**ASSIGNMENT**
Look through the entries below and extract exactly the lines from the one containing "Target: sweater sleeve" through the one containing "[mark] the curly", ends included.

Region pointing data
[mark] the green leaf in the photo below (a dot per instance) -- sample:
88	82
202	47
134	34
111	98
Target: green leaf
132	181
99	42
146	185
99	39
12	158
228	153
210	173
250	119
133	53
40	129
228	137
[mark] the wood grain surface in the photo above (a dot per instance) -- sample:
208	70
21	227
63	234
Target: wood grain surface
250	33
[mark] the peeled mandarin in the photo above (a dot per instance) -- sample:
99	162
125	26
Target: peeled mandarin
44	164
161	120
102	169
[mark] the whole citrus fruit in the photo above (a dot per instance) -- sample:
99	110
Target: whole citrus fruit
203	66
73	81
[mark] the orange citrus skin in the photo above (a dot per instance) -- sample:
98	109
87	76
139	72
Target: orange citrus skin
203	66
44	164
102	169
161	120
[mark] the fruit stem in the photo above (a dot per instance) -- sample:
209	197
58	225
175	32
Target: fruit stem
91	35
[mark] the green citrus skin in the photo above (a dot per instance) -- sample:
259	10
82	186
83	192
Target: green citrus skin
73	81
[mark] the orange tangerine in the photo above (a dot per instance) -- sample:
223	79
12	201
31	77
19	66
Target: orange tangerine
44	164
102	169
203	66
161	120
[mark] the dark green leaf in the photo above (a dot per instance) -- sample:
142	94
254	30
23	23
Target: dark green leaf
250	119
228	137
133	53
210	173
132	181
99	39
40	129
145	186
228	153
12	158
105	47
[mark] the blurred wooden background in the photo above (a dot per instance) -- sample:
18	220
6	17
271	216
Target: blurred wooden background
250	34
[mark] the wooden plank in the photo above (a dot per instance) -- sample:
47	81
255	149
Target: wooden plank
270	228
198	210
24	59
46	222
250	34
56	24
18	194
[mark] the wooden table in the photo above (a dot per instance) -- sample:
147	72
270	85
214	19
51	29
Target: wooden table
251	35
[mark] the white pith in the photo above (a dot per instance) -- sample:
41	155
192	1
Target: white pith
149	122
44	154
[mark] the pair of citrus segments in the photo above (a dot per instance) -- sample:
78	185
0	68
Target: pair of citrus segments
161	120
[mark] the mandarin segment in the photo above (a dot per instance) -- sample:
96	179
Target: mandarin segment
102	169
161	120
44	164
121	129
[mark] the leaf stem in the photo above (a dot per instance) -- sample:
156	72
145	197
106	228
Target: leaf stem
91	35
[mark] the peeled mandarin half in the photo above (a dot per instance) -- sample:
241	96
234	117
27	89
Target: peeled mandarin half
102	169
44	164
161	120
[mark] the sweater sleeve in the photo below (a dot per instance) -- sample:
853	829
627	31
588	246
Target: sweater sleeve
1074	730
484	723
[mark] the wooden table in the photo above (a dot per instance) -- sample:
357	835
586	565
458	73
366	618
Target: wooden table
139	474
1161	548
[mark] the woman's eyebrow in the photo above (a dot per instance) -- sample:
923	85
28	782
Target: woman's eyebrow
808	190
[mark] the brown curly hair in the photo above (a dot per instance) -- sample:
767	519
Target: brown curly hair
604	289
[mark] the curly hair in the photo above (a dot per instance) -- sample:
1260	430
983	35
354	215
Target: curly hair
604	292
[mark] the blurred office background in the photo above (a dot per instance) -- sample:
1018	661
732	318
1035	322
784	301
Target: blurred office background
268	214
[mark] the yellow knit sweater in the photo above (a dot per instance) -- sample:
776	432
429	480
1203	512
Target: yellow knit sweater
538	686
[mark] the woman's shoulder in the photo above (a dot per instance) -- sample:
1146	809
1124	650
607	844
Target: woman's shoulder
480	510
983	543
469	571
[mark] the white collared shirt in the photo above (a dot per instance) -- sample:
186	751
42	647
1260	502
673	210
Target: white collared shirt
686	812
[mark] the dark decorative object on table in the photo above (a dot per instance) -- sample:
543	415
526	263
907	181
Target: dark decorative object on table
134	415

**SOLUTION TO THE PROBLEM**
Target: sweater sleeve
1074	730
484	723
[mark] the wooden table in the photo above (a dot per instance) -- sample:
357	835
586	565
458	73
366	618
Target: wooden table
139	474
1161	548
[mark] the woman's eyebrow in the photo above (a dot per instance) -- sample:
923	85
28	782
Target: woman's eyebrow
808	190
[mark] the brown curly hair in the photo above (a dot per instance) -- sample:
767	519
Target: brown curly hair
604	289
[mark] the curly hair in the photo above (a dot per instance) -- sample:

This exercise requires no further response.